→ **Extrait**

__________

Seulement, le cas des structures à but non lucratif d’intérêt général qui ne sont pas
des fondations d’entreprise est bien différent : c’est parmi le grand public qu’elles
recrutent les bénévoles, et pour savoir comment stimuler ce bénévolat, il s’agit de
récupérer des informations sur toute la population, par exemple sur les tendances
générales au sein de la population en ce qui concerne le bénévolat. Mais il n’est pas
même pas certain qu’il existe à ce sujet des données localisées détaillées… Dans
tous les cas, il faudra faire un travail de collecte important de la donnée, sans être
certain de la pertinence des données en sortie, alors que les fondations d’entreprise
peuvent pour leur part disposer d’un fichier ultra-précis sur les bénévoles potentiels à
prospecter.
Toutefois, une fois recrutés, les bénévoles et autres adhérents peuvent être ajoutés
au fichier clients par chaque organisation à but non lucratif d’intérêt général, ce qui
peut permettre la construction d’une base avec cette fois des individus localisés et
sur lesquels on pourra récupérer d’autant plus d’informations que les gens ont
généralement confiance en ces structures, alors qu’une fondation d’entreprise, dont
le nom est généralement lié à celui de sa société commerciale mère, peut apparaître
comme une structure dans laquelle on n’a pas totalement confiance et à qui l’on
hésitera à donner des informations pour enrichir son fichier de bénévoles. Dans tous
les cas, toutes les organisations à but non lucratif d’intérêt général peuvent in fine
construire une base de leurs bénévoles, et utiliser cette base par exemple pour leur
proposer de mener des actions près de chez eux.

__________

→ **Données à utiliser**

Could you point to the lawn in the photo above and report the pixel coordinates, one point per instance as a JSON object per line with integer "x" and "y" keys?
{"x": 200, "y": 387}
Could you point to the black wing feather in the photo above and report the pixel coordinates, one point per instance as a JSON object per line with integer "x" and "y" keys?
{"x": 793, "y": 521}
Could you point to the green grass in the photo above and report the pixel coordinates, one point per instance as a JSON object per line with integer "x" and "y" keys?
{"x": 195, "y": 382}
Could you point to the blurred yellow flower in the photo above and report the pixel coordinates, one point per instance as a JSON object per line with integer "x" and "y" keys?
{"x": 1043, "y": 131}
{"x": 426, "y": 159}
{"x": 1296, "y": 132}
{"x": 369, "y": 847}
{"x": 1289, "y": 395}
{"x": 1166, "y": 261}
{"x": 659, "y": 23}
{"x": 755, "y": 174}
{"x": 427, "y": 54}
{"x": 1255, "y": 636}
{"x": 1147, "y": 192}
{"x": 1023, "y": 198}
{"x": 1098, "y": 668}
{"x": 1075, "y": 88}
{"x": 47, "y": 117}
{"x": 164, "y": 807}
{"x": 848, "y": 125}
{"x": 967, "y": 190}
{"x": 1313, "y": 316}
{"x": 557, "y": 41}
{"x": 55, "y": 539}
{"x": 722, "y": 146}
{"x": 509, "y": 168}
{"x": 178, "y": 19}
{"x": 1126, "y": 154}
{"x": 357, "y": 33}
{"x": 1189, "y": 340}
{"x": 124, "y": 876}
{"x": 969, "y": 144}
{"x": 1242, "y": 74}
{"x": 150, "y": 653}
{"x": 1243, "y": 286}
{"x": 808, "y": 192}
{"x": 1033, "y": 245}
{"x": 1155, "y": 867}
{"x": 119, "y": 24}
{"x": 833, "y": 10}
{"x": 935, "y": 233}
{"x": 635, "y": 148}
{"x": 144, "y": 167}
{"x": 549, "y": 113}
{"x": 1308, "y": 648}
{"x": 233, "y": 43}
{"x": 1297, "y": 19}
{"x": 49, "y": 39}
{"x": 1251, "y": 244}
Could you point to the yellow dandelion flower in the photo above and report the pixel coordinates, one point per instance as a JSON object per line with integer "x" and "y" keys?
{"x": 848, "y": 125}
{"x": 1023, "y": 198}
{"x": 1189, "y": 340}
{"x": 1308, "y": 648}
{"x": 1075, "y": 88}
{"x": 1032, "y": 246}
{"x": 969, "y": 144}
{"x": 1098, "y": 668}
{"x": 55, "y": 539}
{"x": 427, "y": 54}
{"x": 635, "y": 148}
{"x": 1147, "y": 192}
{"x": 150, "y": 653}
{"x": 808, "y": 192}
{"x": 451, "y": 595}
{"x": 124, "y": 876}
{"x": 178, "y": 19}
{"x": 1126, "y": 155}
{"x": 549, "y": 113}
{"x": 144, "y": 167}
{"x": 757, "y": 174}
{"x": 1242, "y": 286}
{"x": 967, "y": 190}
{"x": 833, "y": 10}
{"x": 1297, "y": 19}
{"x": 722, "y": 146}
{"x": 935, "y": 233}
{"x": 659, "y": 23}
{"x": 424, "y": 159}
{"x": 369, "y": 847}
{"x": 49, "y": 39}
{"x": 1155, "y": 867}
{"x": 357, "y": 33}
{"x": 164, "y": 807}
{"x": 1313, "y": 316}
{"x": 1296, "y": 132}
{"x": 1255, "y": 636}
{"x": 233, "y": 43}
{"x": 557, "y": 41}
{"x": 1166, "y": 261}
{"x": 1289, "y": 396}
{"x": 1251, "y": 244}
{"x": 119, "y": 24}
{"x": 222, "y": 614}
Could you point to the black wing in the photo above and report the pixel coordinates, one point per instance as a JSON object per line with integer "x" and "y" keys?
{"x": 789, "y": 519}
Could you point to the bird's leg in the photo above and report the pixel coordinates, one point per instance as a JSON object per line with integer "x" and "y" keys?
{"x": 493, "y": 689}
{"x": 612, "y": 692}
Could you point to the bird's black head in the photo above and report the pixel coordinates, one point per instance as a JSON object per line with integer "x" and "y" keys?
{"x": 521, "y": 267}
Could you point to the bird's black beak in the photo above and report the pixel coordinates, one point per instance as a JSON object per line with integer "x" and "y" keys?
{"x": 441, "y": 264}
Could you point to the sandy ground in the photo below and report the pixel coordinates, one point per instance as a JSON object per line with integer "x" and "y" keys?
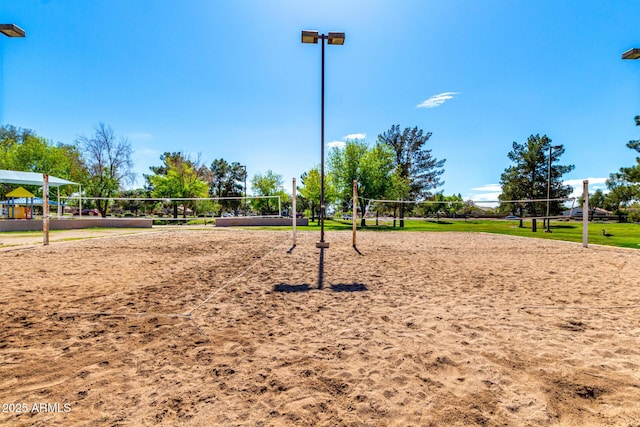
{"x": 224, "y": 327}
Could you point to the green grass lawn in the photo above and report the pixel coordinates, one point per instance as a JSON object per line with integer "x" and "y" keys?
{"x": 623, "y": 235}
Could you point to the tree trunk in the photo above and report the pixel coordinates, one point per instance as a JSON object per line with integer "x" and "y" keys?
{"x": 363, "y": 222}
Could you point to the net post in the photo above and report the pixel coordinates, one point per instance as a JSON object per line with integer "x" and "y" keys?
{"x": 45, "y": 209}
{"x": 59, "y": 208}
{"x": 354, "y": 215}
{"x": 294, "y": 215}
{"x": 585, "y": 213}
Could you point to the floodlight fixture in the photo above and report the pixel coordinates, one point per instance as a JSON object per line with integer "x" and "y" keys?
{"x": 310, "y": 36}
{"x": 631, "y": 54}
{"x": 335, "y": 38}
{"x": 11, "y": 30}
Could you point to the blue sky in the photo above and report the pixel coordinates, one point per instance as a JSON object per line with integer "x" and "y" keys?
{"x": 231, "y": 79}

__________

→ **Problème écrit A**
Recopiez le passage de l'extrait sur le bénévolat en commençant par « Toutefois, une fois » et en terminant par « de chez eux. ».
→ **Problème écrit B**
Mettez dans un tableau Markdown les lignes de la liste, en commençant par celle qui contient « Could you point to the tree » et en terminant par la dernière ligne de la liste, sans les lignes vides. Utilisez deux colonnes, « Numéro » et « Ligne de la liste ».

→ **Réponse écrite A**
Toutefois, une fois recrutés, les bénévoles et autres adhérents peuvent être ajoutés
au fichier clients par chaque organisation à but non lucratif d’intérêt général, ce qui
peut permettre la construction d’une base avec cette fois des individus localisés et
sur lesquels on pourra récupérer d’autant plus d’informations que les gens ont
généralement confiance en ces structures, alors qu’une fondation d’entreprise, dont
le nom est généralement lié à celui de sa société commerciale mère, peut apparaître
comme une structure dans laquelle on n’a pas totalement confiance et à qui l’on
hésitera à donner des informations pour enrichir son fichier de bénévoles. Dans tous
les cas, toutes les organisations à but non lucratif d’intérêt général peuvent in fine
construire une base de leurs bénévoles, et utiliser cette base par exemple pour leur
proposer de mener des actions près de chez eux.

→ **Réponse écrite B**
| Numéro | Ligne de la liste |
|---|---|
| 1 | Could you point to the tree trunk in the photo above and report the pixel coordinates, one point per instance as a JSON object per line with integer "x" and "y" keys? |
| 2 | {"x": 363, "y": 222} |
| 3 | Could you point to the net post in the photo above and report the pixel coordinates, one point per instance as a JSON object per line with integer "x" and "y" keys? |
| 4 | {"x": 45, "y": 209} |
| 5 | {"x": 59, "y": 208} |
| 6 | {"x": 354, "y": 215} |
| 7 | {"x": 294, "y": 215} |
| 8 | {"x": 585, "y": 213} |
| 9 | Could you point to the floodlight fixture in the photo above and report the pixel coordinates, one point per instance as a JSON object per line with integer "x" and "y" keys? |
| 10 | {"x": 310, "y": 36} |
| 11 | {"x": 631, "y": 54} |
| 12 | {"x": 335, "y": 38} |
| 13 | {"x": 11, "y": 30} |
| 14 | Could you point to the blue sky in the photo above and report the pixel coordinates, one point per instance as a JSON object per line with integer "x" and "y" keys? |
| 15 | {"x": 231, "y": 79} |